* _YOUR OBJECTIVE_
Could you carry on the piece about transit options for Indianapolis past its final sentence?

* _EXTRACT PROVIDED_
^^^^^^^^

The bus’ main competition is the automobile since they both share the same right of way. Given a choice, statistics show that people would rather drive than use a bus. Case in point. IndyGO recently released their 2010 year in review. In the report, they indicated that 116k people rode the IndyGO Express lines last year. To contrast this, I searched the Indianapolis MPO website for their traffic count maps. I zeroed in on the stretch of I-69 that was measured between 82nd street & 96th street; a comparable geographic region for where the IndyGO Express line services. The count? As of 2002, 107k traffic counts. PER DAY. Similar ratios can also be observed by comparing daily IndyGO city bus numbers with daily traffic counts in the urban core. The bottom line is that people are voting with their choice in mode of transportation. Additionally, I cannot cite one development in the Indianapolis region that was chosen because it was located along a bus line. Of course developers will mention the route’s precense, but it is highly unlikely that a route was a primary factor in locating a property development.
Why or why not commuter rail?
Basically, this boils down to level of service. Commuter rail typically provides a quality of service similar to light rail, but a frequency that makes it difficult to utilize. The example set by other cities can provide a picture of what we might expect from commuter rail service in Indianapolis. Portland’s WES (Westside express Service) runs every 30 minutes during rush hour on weekdays. WES provided an average of 1180 daily rides in December of 2010. Minneapolis’ Northstar, according to the website, only offers 6 inbound trips per weekday, 1 of them in the afternoon, and those in the morning are close to every 30 minutes. There is service on the weekends, but it is greatly reduced. Northstar carried 710,400, an average of 1946 per day in 2010, it’s first year of revenue service. Even in Chicago, METRA, which could be considered a service leader in midwest commuter rail service, offers a sporadic level of frequency on it’s electric line (south). Unless planners consider offering better service for the commuter routes in Indianapolis, 30 minute headways could be reasonably expected.
Regarding Private Development
Perhaps the greatest measuring stick, is when a politician can get up in front of a group of his peers, local or foreign, and tout the benefits of living in their city. Regarding transit investment, the first place that comes to my mind is Portland and their streetcar. According to the latest data that I have seen, the downtown Portland area has benefited from $3.5 billion in economic development in the form of condos, retail, etc within 2 blocks of their streetcar route. The leaders in Portland point to the streetcar as the single biggest motivator for rehabilitating an entire district, now called The Pearl. If I could point out a case that clearly makes the case for frequent rail service as an economic driver, this would be it. The development did not result from a bus, nor was it low frequency commuter rail. It was light rail/streetcar type of service that created a perception that there was an opportunity for private business to invest in the community. Obviously, Portland’s civic leaders grabbed onto this opportunity and the ride continues to this day.
Circling back to Indianapolis, one of the key reasons for Indyconnect’s existence, is that it is will give people in the region another tool to create wealth. This can come in the form of equitable travel to employment, activity centers or property development areas around stations. This is not a bad thing if the creation of that wealth generally benefits everyone using it. So what if some developers make some money…. we get a good transit system to use right? At it’s core, providing these opportunities has the chance to increase the quality of life for people who choose to indulge in said opportunities. It is for this reason, why arguing for “light rail” is a valid topic of debate and also why route matters. One last thought to close on this matter. Fellow Urban Indy writer Graeme Sharpe recently put together the above graph, depicting the amount of subsidized lunches that are provided to some area schools. This is one possible barometer of the economy present in those geographic areas. Put plainly, Noblesville HS is closely aligned with the NE Corridor while the other 3 are located along the Washington St corridor.

^^^^^^^^

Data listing
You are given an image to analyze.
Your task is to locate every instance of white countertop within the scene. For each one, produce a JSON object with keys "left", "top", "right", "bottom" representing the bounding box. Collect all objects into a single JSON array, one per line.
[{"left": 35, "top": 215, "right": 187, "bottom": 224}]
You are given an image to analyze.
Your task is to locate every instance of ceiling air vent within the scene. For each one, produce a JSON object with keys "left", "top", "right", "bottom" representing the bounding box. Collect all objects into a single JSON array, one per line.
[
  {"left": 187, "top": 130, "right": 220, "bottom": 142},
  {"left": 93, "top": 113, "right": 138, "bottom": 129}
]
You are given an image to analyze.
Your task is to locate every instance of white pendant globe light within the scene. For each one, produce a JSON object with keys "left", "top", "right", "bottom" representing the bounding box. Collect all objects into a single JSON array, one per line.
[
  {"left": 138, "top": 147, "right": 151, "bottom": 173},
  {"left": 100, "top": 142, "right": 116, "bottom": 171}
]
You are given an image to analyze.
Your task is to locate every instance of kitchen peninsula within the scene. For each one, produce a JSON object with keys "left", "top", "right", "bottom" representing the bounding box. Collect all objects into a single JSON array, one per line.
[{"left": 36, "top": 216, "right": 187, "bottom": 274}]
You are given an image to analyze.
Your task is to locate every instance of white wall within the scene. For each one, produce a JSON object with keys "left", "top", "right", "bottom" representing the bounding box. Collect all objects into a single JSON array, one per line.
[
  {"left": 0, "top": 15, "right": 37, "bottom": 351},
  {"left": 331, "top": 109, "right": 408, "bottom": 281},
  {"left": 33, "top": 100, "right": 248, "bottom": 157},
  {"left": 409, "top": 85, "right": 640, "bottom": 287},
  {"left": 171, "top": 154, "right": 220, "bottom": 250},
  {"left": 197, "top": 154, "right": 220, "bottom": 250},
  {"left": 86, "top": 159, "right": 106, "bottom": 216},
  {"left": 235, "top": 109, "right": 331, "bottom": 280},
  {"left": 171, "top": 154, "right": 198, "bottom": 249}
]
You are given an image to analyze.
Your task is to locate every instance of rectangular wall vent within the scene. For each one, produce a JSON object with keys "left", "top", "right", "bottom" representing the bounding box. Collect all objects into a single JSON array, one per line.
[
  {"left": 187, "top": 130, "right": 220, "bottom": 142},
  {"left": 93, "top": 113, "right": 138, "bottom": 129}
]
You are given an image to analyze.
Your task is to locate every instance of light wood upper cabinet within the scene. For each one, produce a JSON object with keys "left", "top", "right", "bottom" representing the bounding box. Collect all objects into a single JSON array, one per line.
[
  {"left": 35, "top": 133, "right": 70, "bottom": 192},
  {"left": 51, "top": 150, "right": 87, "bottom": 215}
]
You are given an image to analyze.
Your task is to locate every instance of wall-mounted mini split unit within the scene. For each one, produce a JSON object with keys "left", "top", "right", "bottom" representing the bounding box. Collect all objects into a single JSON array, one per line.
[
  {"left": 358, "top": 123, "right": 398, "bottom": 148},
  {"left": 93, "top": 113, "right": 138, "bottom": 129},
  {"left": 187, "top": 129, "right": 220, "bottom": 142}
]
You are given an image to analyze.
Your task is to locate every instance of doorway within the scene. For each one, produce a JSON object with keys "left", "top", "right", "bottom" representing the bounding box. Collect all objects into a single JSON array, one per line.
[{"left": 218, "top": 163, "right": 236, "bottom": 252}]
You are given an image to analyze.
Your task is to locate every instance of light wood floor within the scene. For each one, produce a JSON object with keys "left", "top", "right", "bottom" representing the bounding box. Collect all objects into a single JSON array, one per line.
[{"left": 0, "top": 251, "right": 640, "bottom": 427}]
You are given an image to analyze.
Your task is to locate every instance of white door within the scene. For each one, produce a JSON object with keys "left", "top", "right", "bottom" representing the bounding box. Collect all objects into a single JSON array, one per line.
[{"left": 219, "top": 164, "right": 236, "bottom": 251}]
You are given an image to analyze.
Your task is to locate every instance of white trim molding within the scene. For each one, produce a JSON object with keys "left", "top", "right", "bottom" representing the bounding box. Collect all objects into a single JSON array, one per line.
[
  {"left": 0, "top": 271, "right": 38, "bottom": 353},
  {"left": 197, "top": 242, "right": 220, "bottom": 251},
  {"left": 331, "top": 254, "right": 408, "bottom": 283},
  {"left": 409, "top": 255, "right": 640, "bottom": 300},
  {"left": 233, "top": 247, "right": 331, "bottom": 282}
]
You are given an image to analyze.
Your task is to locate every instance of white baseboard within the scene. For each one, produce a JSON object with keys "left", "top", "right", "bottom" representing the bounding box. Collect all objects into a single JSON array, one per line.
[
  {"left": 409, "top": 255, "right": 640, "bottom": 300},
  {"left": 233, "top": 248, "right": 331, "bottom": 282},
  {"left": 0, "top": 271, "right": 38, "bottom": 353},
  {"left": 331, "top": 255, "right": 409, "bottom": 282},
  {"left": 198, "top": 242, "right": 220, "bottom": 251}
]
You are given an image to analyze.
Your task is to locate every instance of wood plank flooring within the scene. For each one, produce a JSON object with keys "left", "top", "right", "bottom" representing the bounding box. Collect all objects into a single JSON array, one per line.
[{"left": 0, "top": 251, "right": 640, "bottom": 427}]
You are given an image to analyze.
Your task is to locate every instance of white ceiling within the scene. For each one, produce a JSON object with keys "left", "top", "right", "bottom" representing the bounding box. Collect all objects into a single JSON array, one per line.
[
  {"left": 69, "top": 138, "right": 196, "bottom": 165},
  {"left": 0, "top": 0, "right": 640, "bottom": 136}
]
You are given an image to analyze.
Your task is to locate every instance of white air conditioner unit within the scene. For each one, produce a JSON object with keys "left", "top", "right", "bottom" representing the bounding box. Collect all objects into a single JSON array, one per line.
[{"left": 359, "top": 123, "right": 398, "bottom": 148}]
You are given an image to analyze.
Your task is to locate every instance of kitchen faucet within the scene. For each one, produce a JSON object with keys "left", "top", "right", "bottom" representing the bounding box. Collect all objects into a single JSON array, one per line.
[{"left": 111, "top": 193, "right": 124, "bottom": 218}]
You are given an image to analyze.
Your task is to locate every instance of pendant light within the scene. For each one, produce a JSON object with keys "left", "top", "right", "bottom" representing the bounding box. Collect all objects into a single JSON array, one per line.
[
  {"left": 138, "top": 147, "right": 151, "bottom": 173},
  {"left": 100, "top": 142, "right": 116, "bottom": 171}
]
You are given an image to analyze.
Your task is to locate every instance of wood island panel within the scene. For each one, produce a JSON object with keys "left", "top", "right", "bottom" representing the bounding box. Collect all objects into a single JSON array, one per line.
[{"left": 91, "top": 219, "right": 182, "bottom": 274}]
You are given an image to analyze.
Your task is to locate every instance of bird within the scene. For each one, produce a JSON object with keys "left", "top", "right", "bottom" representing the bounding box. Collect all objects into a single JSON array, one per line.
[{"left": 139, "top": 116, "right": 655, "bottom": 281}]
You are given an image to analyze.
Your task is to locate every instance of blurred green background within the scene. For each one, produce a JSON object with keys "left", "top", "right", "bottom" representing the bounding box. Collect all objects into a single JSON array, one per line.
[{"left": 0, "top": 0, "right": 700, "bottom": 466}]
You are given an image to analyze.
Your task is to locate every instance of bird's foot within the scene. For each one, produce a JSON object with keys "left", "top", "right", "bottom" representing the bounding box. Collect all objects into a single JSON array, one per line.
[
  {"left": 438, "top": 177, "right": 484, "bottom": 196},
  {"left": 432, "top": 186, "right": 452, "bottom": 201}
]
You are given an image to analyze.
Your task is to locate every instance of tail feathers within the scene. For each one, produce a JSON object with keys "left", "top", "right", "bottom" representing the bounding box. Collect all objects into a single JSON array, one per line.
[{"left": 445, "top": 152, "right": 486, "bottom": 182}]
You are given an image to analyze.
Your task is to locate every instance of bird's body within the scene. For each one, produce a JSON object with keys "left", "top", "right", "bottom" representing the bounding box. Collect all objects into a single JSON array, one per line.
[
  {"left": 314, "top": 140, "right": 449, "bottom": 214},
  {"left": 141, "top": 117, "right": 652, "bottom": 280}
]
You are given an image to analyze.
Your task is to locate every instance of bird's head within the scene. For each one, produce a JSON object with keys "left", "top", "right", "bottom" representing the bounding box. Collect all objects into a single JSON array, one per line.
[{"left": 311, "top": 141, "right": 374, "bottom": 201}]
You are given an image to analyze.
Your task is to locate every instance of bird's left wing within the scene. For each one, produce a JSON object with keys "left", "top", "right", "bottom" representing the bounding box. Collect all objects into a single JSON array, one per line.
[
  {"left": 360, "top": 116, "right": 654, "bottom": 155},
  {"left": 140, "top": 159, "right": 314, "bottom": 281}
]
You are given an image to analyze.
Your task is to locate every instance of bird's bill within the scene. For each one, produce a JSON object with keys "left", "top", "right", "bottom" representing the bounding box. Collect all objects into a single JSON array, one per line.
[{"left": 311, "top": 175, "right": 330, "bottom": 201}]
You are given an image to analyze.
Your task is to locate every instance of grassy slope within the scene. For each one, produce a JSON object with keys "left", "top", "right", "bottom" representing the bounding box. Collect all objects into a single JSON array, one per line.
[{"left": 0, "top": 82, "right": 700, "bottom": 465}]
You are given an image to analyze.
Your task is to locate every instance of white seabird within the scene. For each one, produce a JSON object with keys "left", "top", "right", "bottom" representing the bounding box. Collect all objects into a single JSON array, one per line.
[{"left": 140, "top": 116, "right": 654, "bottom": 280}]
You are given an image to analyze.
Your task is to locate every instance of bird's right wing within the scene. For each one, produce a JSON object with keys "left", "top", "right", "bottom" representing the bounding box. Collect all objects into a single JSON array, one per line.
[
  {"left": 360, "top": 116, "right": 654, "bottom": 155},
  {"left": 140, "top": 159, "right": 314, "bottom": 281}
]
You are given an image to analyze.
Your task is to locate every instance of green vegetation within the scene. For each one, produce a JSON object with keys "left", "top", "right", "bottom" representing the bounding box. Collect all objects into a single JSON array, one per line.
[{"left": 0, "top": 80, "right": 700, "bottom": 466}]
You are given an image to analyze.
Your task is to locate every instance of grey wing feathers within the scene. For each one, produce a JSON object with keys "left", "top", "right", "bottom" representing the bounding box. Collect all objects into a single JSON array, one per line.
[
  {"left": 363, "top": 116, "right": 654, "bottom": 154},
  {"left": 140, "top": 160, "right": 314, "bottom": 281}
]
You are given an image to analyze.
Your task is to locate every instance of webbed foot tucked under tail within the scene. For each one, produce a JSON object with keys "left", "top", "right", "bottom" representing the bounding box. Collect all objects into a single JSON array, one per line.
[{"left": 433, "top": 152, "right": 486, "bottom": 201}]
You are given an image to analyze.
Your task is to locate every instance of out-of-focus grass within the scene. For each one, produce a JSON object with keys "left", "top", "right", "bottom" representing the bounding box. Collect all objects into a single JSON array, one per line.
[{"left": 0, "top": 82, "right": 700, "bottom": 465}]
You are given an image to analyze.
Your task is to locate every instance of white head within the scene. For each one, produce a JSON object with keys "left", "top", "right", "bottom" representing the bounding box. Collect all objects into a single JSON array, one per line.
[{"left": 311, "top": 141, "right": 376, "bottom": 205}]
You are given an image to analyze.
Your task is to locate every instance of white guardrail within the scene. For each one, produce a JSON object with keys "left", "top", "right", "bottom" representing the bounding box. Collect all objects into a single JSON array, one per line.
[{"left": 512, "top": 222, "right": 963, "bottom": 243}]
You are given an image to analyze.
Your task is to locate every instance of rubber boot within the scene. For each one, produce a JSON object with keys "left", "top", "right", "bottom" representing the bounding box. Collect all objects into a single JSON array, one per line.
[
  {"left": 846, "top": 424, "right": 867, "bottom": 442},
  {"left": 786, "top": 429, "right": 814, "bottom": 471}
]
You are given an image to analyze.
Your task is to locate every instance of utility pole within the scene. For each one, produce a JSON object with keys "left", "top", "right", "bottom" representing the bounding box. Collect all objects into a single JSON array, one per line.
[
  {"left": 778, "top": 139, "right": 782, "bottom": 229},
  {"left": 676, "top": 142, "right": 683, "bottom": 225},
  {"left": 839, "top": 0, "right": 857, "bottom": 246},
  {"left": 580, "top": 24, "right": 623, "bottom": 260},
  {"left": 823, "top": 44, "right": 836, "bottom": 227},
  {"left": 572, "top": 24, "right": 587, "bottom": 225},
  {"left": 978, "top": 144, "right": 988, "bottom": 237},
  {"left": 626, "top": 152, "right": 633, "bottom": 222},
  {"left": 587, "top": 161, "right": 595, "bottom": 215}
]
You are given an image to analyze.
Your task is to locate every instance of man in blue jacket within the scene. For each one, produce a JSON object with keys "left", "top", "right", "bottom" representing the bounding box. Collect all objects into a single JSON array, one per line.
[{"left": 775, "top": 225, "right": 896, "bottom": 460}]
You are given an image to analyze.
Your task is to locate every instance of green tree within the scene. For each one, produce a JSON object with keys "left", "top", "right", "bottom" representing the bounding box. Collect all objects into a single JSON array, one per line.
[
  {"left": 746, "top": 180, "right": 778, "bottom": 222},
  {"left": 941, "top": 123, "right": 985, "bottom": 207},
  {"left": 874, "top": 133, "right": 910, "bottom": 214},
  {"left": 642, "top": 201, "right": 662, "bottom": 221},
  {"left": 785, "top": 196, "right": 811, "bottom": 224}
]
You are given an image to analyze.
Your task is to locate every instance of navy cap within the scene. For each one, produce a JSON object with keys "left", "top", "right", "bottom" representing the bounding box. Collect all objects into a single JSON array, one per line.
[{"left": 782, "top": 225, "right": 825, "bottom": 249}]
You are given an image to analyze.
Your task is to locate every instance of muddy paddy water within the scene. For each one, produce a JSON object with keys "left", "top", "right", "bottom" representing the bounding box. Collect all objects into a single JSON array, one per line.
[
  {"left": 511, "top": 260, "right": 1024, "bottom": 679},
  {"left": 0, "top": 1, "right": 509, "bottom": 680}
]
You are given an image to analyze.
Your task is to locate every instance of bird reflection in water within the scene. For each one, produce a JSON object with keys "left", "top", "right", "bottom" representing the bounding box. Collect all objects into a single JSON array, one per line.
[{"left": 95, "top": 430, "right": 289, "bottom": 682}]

^^^^^^^^

* _WRITTEN RESPONSE_
If we are trying to create economic development options, are we doing so in the right places? You decide….
If I have leaned a little too much on Portland for some of the conclusions, it is for good reason. The recent census figures pegged their growth at 10% over the last 10 years with a glut of that occuring in the inner core. Furthermore, TriMET provided nearly 100 million boardings in 2010 compared to 8.5 million in Indy. For a city that is comparable in a number of way, it is hard not to use their example to frame our story.
As I have posted about before, the Indianapolis MPO is in charge of transportation planning in our region. Their governing region extends into other counties around the region. A federally mandated charge of theirs, is to keep a long range plan on hand that fiscally constrains our region’s transportation expansion over a 20 to 25 year period. Everything from highway and street planning to transit planning is included. It is updated every few years formally, and informally here and there. Until recently, there was no transit, at least in large part, included in the plan. That all changed when Indyconnect broke on the scene. Today, the MPO released 3 volumes of draft documents on their website pertaining to the 2035 long range plan. As a transit activist, the most interesting document, was the 3rd Volume named, Transit Vision Plan. You can open the document by clicking here. Its 40 pages long.
Contained between the covers of this document, are some interesting pieces of information. The document lays out a vision of transit expansion that encompasses a realistic set of projects that could be included within the current 25 year long range plan. The first few chapters capture this in detailed form painting a picture of bus, light rail and streetcar expansion. There is a rating system attached that assigns a value to each potential project and labels it by name. The most surprising appearance, is a system of circulator type routes in the downtown area that are labeled as bus routes that could potentially be switched over to light rail or streetcar technology after the current 25 year plan’s recommendations are implemented. That is where reality sets in, and the most favorable projects are presented; which closely matches the plan announced in November 2010 by Indyconnect, and in which Urban Indy offered some critical analysis of.
However, the document does provide some hope to local transit advocates that our planning body received the message loud and clear when it came to urban transit improvements. There are renderings included which show streetcar service along Mass Ave in downtown Indianapolis. The highest ranking project on the list of aforementioned projects, is a circulator from lower downtown to IUPUI which would likely be implemented as a bus route and could someday be switched to a streetcar mode of transportation.
There is also significant language included which talks about remediation of Union Station downtown prior to the opening of the first commuter line. The consultants estimated $100 million would be required to fully service Union Station. As I have pointed out REPEATEDLY, there is a need to make this a modern facility that encourages people to want to visit. It makes me smile to know some thought was given to this. There is also space devoted to the remediation of the Belt Railway after the opening of the second commuter rail line; a topic that was touched upon here at Urban Indy recently as well.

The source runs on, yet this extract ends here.